**EXCERPTED TEXT:**
▼

Perhaps I may briefly summarise our view around this point. As noble Lords will know, “charity” is a status rather than a legal structure. Organisations can choose from a range of different legal structures when establishing a charity. An unincorporated structure, as has been said, has no separate legal identity of its own, and so the trustees must hold the charity’s property and enter into contracts for the charity, where this is required, in a personal capacity. Unincorporated structures are usually simpler, and have fewer and less demanding reporting obligations than corporate structures, as the noble Baroness, Lady Barker, pointed out. The downside is that a trustee’s personal assets are at risk if the charity is sued and its assets cannot pay the debt. This personal liability is often a reason that many charities choose to adopt a corporate structure. Even so, many smaller organisations opt for an unincorporated form, such as a trust or unincorporated association, as the noble Lord just said.

In a corporate structure, the charity itself has a legal identity enabling it to hold property and enter into contracts in its own name. As directors, the trustees act as agents of the charity. If they act properly, they and the charity’s other members have the benefit of limited liability, protecting their assets from being available to creditors in the event that the charity’s assets are exhausted. However, the accounting, reporting and insolvency requirements that apply to corporate structures are usually more demanding. Many charities choose the structure of a company limited by guarantee, and an increasing number of small and medium-sized charities are opting to incorporate as charitable incorporated organisations—a structure designed specifically for charities and implemented in 2012.

▲

**DATA FOR THIS TASK:**
▼

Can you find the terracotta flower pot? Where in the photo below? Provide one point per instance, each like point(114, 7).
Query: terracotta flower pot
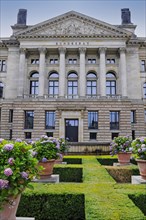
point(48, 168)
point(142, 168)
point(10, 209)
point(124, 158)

▲

**PROBLEM 1:**
Using the excerpt on charity legal structures, decide whether each statement agrees with it. Answer yes or no for each, quoting the deciding words.
(a) Unincorporated structures carry fewer and less demanding reporting obligations than corporate structures.
(b) Charitable incorporated organisations were implemented in 2010.
(c) In an unincorporated structure, the charity holds its property in its own name.
**PROBLEM 2:** Copy out the records line for line, without the pictures.

**TASK OUTPUT 1:**
(a) Yes: "Unincorporated structures are usually simpler, and have fewer and less demanding reporting obligations than corporate structures"
(b) No: "a structure designed specifically for charities and implemented in 2012"
(c) No: "the trustees must hold the charity’s property and enter into contracts for the charity, where this is required, in a personal capacity"

**TASK OUTPUT 2:**
Can you find the terracotta flower pot? Where in the photo below? Provide one point per instance, each like point(114, 7).
Query: terracotta flower pot
point(48, 168)
point(142, 168)
point(10, 209)
point(124, 158)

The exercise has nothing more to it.